CONSEGNA A> Nel brano sulla carriera di Agostino Di Bartolomei, chi allenava il Vicenza quando lui vi giocò in prestito?

BRANO FORNITO>
————————
Il sogno giallorosso e la gavetta a Vicenza

Una storia, quella con la Roma, che per Ago è iniziata molto presto, intorno ai tredici anni. Il piccolo Agostino aveva rifiutato un’offerta molto allettante arrivata direttamente dalla Milano rossonera, proprio per poter avere ancora la possibilità di vestire l’amata casacca giallorossa. Il ragazzino di Tor Marancia ne allettava tante di squadre, ma in cuor suo voleva solo ripercorrere le orme di idoli della storia giallorossa, quali Fuffo Bernardini e Amedeo Amadei. Un core de Roma, come Giacomino Losi, pronto quasi a morire con la maglia con il lupetto cucito addosso.

Ago è solo un giovanotto quando viene aggregato alla prima squadra assieme a Bruno Conti, futuro compagno di tante battaglie. L’allenatore è Helenio Herrera, uno che aveva vinto due Coppe dei Campioni sulla panchina dell’Inter. «Uno così non può avere solo diciassette anni», deve aver pensato il Mago, quando vide per la prima volta la calma e la sicurezza con la quale Di Bartolomei soleva condurre il gioco.

Diba ripaga la fiducia andando subito a segno nella sua seconda stagione in Serie A. Nella gara contro il Bologna, quando raccoglie un cross dalla destra con una coordinazione fuori dal normale ed una leggiadria innaturale. La palla finisce nell’angolino lontano e si insacca in rete. Il ragazzo si farà. Ha già la maglia numero dieci, mica male per un ragazzino ancora sbarbatello.

È necessaria però un po’ di sana gavetta, e allora il prestito al Vicenza, allenato da un altro mito della panchina italiana, il filosofo Scopigno. I 4 gol in 33 partite e le prestazioni sempre più convincenti lo riportano all’ombra del Colosseo.


La rivoluzione di Viola e Liedholm

La Magica è una squadra fortemente indebitata e che non vince da fin troppo tempo, l’unico Scudetto risale al 1942, da quel momento si sono avvicendate rose composte da grandi attaccanti ma mai in grado di portare il tricolore nella capitale. Ghiggia, Manfredini, Schiaffino, Da Costa, hanno tutti fallito in questo intento. Il presidente Anzalone è sulla graticola, la Roma ad un passo dal baratro, e allora subentra uno di quegli uomini con la Roma nel sangue. È il 1979 e si ha l’avvicendamento nella carica di presidente tra Gaetano Anzalone e Dino Viola.

Nils Liedholm ha appena terminato la sua esperienza sulla panchina del Milan, che lo ha portato al primo trionfo da allenatore: si è infatti appena laureato campione d’Italia. Viola decide di fare un investimento importante per dare seguito al suo desiderio di entrare prepotentemente nel cuore dei tifosi romanisti, riporta quindi nella capitale il tecnico svedese. Il Barone è stato il primo grande allenatore di Agostino Di Bartolomei. La sua prima esperienza con la Lupa era coincisa con il ritorno di Ago dal prestito al Vicenza. A soli 22 anni il giovane centrocampista era già andato a segno per ben 8 volte in campionato, migliorando il suo record l’anno seguente, è l’anno più prolifico per il giovane prodigio, che conclude la stagione con 13 marcature, di cui 10 in campionato. Al sul ritorno Liedholm ha pochi dubbi: Ago dovrà essere il capitano. Ago sarà colui che porterà la Roma al suo secondo tricolore. Ago sarà l’uomo che consacrerà lo svedese come uno dei massimi allenatori della storia della Serie A.
————————
CONSEGNA B> Estrai dalle voci, senza alcuna modifica, le righe che partono da quella contenente "[BATCH JOB 4417] Class: steep slope" e arrivano fino all'ultima riga delle voci, entrambe incluse.

VOCI FORNITE>
————————
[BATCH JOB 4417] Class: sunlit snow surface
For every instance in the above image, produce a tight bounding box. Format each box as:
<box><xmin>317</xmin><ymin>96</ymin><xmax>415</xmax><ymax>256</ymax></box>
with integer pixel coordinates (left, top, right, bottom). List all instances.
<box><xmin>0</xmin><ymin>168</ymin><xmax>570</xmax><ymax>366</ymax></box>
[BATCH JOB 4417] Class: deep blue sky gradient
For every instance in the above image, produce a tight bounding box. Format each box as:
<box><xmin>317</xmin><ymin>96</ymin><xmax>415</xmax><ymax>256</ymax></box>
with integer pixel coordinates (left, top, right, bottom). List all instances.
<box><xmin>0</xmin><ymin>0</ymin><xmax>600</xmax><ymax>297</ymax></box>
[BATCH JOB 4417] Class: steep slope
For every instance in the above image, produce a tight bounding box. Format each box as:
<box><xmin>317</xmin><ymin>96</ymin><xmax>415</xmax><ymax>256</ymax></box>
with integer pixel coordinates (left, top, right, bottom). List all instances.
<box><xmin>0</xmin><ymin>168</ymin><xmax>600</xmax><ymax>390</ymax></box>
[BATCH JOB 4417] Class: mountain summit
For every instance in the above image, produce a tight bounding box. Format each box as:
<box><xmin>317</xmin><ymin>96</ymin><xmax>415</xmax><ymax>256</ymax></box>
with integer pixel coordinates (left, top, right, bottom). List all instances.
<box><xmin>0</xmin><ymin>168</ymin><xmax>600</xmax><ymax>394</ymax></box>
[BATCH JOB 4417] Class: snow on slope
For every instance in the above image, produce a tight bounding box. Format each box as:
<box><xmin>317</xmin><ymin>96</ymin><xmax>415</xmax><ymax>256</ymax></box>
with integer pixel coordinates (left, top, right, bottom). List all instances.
————————
RISPOSTA A> Il Vicenza era allenato da Scopigno, detto il filosofo.

RISPOSTA B>
[BATCH JOB 4417] Class: steep slope
For every instance in the above image, produce a tight bounding box. Format each box as:
<box><xmin>317</xmin><ymin>96</ymin><xmax>415</xmax><ymax>256</ymax></box>
with integer pixel coordinates (left, top, right, bottom). List all instances.
<box><xmin>0</xmin><ymin>168</ymin><xmax>600</xmax><ymax>390</ymax></box>
[BATCH JOB 4417] Class: mountain summit
For every instance in the above image, produce a tight bounding box. Format each box as:
<box><xmin>317</xmin><ymin>96</ymin><xmax>415</xmax><ymax>256</ymax></box>
with integer pixel coordinates (left, top, right, bottom). List all instances.
<box><xmin>0</xmin><ymin>168</ymin><xmax>600</xmax><ymax>394</ymax></box>
[BATCH JOB 4417] Class: snow on slope
For every instance in the above image, produce a tight bounding box. Format each box as:
<box><xmin>317</xmin><ymin>96</ymin><xmax>415</xmax><ymax>256</ymax></box>
with integer pixel coordinates (left, top, right, bottom). List all instances.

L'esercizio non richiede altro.